→ **Instructions to follow**: Pick out every line in the material below that contains the string "Query" and copy each of those lines in full.

→ **Working data**:
[START]
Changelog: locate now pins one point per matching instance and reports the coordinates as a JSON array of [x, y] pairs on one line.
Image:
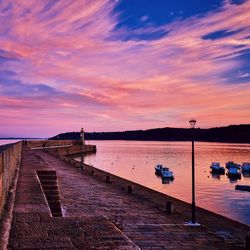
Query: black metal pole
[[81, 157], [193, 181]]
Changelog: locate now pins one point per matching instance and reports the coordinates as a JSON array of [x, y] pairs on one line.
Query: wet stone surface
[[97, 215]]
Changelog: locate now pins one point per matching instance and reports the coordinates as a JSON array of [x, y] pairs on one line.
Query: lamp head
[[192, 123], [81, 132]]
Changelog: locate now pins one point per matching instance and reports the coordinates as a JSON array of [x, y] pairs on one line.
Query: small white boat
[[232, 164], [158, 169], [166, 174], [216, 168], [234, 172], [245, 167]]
[END]
[START]
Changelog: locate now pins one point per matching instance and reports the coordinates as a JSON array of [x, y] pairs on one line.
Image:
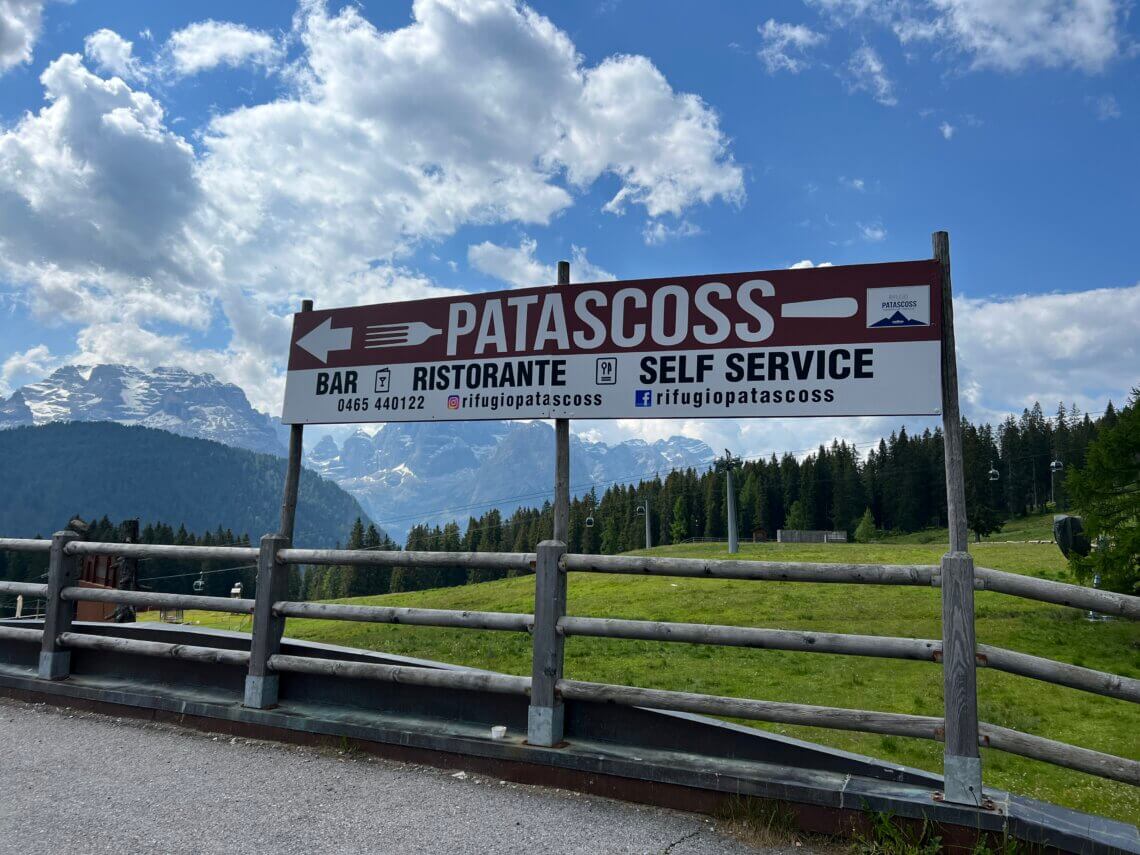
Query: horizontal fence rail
[END]
→ **Task solution**:
Query: black metal pole
Query: wet stone surface
Query: lamp head
Query: small white boat
Query: horizontal fence rail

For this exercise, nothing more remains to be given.